> _EXERCISE_
Please reproduce all of the records below word for word.

> _RECORDS TO PROCESS_

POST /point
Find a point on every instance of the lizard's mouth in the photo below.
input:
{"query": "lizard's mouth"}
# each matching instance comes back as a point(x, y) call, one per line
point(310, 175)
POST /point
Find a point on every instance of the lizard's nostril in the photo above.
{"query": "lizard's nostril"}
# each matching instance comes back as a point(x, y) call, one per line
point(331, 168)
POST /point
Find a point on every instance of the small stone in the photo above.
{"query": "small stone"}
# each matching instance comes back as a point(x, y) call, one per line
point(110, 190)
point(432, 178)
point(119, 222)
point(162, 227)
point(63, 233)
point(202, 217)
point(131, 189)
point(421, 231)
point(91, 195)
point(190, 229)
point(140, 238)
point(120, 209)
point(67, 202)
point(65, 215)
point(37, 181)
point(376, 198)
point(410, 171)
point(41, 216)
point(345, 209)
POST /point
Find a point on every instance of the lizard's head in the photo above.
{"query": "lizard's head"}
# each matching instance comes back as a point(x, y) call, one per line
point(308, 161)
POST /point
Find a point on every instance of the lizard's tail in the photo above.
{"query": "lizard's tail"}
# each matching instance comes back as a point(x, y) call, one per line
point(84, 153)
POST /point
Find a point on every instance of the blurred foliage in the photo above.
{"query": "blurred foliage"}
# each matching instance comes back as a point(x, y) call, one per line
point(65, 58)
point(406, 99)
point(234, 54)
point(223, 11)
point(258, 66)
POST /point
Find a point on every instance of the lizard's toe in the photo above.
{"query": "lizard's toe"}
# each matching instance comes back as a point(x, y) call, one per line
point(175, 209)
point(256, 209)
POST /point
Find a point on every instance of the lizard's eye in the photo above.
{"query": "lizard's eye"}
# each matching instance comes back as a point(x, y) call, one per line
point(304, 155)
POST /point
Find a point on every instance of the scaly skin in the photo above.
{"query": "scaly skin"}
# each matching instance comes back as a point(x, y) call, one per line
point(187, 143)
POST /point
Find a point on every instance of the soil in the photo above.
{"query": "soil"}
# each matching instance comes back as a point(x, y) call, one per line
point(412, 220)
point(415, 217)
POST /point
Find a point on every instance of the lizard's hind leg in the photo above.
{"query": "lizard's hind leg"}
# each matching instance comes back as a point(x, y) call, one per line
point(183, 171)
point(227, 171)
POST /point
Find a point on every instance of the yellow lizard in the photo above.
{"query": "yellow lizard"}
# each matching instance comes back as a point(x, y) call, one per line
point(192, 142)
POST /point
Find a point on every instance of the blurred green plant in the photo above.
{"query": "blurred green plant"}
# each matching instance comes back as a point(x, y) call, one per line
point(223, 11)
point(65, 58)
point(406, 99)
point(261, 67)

> _RESULT BELOW_
POST /point
Find a point on every instance of the lizard's mouth in the photo below.
input:
{"query": "lizard's mouth"}
# each matching instance comes back as a point(x, y) call, one per line
point(310, 175)
POST /point
Find a point on every instance of the lizard's nostril in the photo above.
{"query": "lizard's nostril"}
# each matching instance comes back as a point(x, y) call, one per line
point(331, 168)
POST /point
Find a point on every instance of the small stone in the photo above.
{"query": "small stone"}
# each matching instance comes back as a point(x, y) call, one per line
point(110, 190)
point(432, 178)
point(119, 222)
point(162, 227)
point(63, 233)
point(202, 217)
point(131, 189)
point(421, 231)
point(91, 195)
point(190, 229)
point(140, 238)
point(120, 209)
point(67, 202)
point(65, 215)
point(37, 181)
point(376, 198)
point(410, 171)
point(41, 216)
point(345, 209)
POST /point
Find a point on every instance of the lizard's head in the photo above.
{"query": "lizard's head"}
# each matching instance comes back as a point(x, y) call, one per line
point(308, 161)
POST /point
Find a point on every instance of the lizard's tail in the photo above.
{"query": "lizard's tail"}
# each matching instance comes back as a point(x, y) call, one per line
point(84, 153)
POST /point
Find a point on every instance of the blurred foliage in the photo above.
{"query": "blurred foliage"}
# each matching instance comes back as a point(x, y) call, one per line
point(65, 58)
point(406, 99)
point(234, 54)
point(223, 11)
point(258, 66)
POST /point
Find a point on every instance of the lizard's toe in the photo above.
{"query": "lizard's toe"}
# each matching instance comes back as a point(x, y) call, one per line
point(175, 209)
point(256, 209)
POST /point
Find a point on every instance of the lizard's eye in the photo above.
{"query": "lizard's eye"}
# each matching instance comes back as a point(x, y) call, one per line
point(304, 155)
POST /point
Find a point on every instance of the scaly skin in the photo above.
{"query": "scaly skin"}
# each matching instance comes back as a point(x, y) call, one per line
point(187, 143)
POST /point
Find a point on every instance of the soil in the photo above.
{"query": "soil"}
# each matching instance comes back as a point(x, y) call, one per line
point(412, 220)
point(415, 217)
POST /point
Find a point on every instance of the lizard's hind leg in the photo above.
{"query": "lizard's hind leg"}
# each matching instance comes back as a point(x, y) call, one per line
point(183, 171)
point(227, 171)
POST /point
Find a point on every instance of the yellow lizard in the photo above.
{"query": "yellow lizard"}
# each matching instance comes back as a point(x, y) call, one per line
point(192, 142)
POST /point
Find a point on every instance of the blurred green plant in the photo above.
{"query": "blurred green plant"}
# each matching instance comes back as a point(x, y) call, one per line
point(223, 11)
point(65, 58)
point(406, 99)
point(261, 67)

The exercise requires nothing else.